■ **Tarefas propostas**
1 – Transcreva o trecho do texto sobre o filme que começa em "O zoológico se" e termina em "emotivo, se sustenta.".
2 – Resuma em duas frases o texto sobre o filme.
3 – Escreva a parte seguinte do texto sobre o filme, a partir da última frase apresentada.

■ **Texto fornecido**
◇ ◇ ◇ ◇ ◇ ◇ ◇

Por isso, o delicioso filme A estranha família de Gaspard, dirigido por Antony Cordier e disponível - grátis e sem necessidade de inscrição -  até 27 de agosto na plataforma Festival Varilux de  Cinema Francês em Casa é do maior interesse.

O filme mostra um zoológico decadente. As pessoas tornaram-se críticas e, em rejeição sumária, não gostam mais de ver animais presos. Desse modo, o zoológico perdeu público e renda.

Ocorre que os proprietários são uma família excêntrica, cuja relação com os animais é propriamente simbiótica. Eles próprios desenvolveram sua parte de animalidade, e tornaram-se, quase, seres intermediários.




O zoológico se situa ao lado de uma floresta, no centro da França, uma região chuvosa e bem pouco atraente para turistas. Nele, as leis da pura racionalidade não funcionam, e uma aparente desordem mantida por relações que oscilam entre o brutal, o erótico e o emotivo, se sustenta.

◇ ◇ ◇ ◇ ◇ ◇ ◇

■ **Dados apresentados**
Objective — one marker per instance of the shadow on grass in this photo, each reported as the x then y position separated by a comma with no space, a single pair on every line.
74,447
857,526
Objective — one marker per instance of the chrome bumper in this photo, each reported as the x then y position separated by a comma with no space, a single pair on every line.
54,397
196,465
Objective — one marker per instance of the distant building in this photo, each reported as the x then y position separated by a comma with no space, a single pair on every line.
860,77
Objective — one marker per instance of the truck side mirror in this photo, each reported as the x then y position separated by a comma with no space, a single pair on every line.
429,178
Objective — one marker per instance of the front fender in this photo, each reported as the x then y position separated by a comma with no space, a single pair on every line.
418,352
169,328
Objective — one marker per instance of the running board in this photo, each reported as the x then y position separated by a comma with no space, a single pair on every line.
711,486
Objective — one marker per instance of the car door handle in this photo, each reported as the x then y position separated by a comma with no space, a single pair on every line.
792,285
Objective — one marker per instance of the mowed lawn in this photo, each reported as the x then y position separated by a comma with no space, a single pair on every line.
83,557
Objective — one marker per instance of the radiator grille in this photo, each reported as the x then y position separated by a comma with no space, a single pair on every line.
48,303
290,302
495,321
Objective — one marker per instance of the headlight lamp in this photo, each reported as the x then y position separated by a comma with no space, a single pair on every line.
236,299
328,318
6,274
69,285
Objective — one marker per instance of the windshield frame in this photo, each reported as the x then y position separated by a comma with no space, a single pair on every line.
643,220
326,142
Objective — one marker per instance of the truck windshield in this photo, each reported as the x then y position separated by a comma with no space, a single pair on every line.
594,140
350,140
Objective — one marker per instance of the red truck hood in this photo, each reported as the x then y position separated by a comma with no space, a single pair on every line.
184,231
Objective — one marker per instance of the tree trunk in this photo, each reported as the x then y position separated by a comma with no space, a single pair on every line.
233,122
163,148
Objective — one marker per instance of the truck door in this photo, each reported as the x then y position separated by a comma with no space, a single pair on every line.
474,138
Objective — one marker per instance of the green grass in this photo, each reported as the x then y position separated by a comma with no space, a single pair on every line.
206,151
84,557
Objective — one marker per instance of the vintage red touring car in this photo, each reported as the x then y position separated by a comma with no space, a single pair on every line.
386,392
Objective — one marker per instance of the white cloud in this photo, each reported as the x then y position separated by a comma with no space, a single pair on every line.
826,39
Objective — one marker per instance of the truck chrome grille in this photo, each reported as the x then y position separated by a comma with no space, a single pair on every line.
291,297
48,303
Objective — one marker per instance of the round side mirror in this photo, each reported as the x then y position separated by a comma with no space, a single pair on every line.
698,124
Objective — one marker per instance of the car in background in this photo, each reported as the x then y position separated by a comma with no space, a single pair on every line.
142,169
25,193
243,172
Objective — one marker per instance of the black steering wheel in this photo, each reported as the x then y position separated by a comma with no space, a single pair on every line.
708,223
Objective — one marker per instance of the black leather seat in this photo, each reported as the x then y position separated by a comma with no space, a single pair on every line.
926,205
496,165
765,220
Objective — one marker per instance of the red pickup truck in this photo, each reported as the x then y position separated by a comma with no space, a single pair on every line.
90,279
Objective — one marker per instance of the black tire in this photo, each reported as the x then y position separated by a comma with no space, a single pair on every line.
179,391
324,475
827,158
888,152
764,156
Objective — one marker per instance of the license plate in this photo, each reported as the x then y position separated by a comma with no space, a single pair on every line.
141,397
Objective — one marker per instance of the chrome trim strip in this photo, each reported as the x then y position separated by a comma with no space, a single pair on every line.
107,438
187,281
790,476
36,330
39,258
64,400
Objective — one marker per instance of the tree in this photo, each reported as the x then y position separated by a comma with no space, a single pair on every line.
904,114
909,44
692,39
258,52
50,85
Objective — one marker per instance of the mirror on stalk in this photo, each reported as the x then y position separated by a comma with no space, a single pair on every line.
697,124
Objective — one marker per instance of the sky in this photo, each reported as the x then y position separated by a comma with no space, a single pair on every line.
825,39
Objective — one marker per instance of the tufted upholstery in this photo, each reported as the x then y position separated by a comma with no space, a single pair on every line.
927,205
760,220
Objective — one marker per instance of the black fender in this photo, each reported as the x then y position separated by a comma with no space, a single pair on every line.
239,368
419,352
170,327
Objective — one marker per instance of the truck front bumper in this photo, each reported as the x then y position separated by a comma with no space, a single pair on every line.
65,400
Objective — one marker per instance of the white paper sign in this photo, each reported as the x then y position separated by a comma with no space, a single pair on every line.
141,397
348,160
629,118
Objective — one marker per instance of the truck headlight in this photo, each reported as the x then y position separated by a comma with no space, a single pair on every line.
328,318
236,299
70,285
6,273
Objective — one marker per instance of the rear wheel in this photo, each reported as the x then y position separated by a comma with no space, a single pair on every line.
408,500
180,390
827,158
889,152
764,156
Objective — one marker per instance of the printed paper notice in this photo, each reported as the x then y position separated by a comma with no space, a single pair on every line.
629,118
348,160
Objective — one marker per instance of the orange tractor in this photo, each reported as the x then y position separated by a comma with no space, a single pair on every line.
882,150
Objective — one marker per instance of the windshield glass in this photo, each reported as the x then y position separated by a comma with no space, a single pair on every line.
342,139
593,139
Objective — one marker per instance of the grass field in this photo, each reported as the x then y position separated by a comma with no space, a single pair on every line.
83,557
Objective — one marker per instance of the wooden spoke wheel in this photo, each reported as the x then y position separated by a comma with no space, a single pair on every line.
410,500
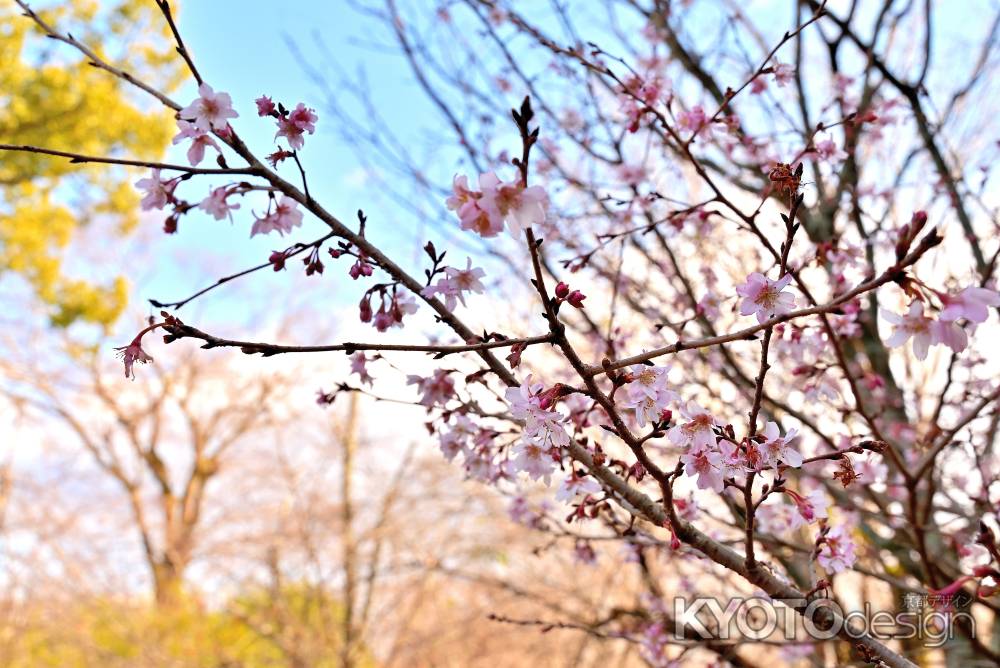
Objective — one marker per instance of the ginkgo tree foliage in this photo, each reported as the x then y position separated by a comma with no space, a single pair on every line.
753,280
56,97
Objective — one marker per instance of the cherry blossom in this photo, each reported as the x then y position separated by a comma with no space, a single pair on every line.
541,425
764,297
283,219
517,206
210,111
157,191
837,551
472,216
534,459
265,106
706,464
358,362
810,508
133,353
697,433
455,284
778,448
293,126
647,393
972,303
200,140
217,206
783,74
912,324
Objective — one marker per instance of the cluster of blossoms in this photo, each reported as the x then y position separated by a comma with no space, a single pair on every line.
391,310
209,114
292,125
836,547
765,298
971,304
281,217
779,518
647,394
544,433
640,95
455,283
713,459
485,211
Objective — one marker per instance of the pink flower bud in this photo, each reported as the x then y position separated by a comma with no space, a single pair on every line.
277,260
265,106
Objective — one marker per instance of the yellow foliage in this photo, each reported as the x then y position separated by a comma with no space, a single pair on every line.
51,97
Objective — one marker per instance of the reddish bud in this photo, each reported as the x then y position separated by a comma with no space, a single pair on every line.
277,260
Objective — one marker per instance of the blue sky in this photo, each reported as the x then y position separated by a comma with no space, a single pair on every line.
241,47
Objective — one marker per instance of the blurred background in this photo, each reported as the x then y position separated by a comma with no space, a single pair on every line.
210,513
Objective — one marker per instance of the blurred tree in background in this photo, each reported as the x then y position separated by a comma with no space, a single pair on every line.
47,202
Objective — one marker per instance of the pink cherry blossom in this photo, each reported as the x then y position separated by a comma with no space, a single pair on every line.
299,121
283,219
912,324
533,458
358,362
697,433
837,551
764,297
949,334
133,353
265,105
705,464
210,111
783,74
778,448
157,191
809,508
648,394
517,206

◇ ◇ ◇ ◇ ◇ ◇ ◇

■ **Respostas por tarefa**
1 –
O zoológico se situa ao lado de uma floresta, no centro da França, uma região chuvosa e bem pouco atraente para turistas. Nele, as leis da pura racionalidade não funcionam, e uma aparente desordem mantida por relações que oscilam entre o brutal, o erótico e o emotivo, se sustenta.

2 – O filme A estranha família de Gaspard, dirigido por Antony Cordier, mostra um zoológico decadente que perdeu público e renda porque as pessoas não gostam mais de ver animais presos. Os proprietários são uma família excêntrica, de relação simbiótica com os animais, e o zoológico fica ao lado de uma floresta, numa região chuvosa do centro da França, onde uma aparente desordem se sustenta.

3 –
O retorno de Gaspard a esse implausível núcleo familiar, no qual cada um funciona como uma partícula que gira de modo errático, suscita as memórias da infância, período da vida no qual somos, como nunca, próximos dos bichos.

A estranha família de Gaspard zomba dos clichês politicamente corretos, para nos dar uma lição de humanidade dilatada, em que a parte animal acena na direção de um horizonte mais justo em nossa relação com o mundo.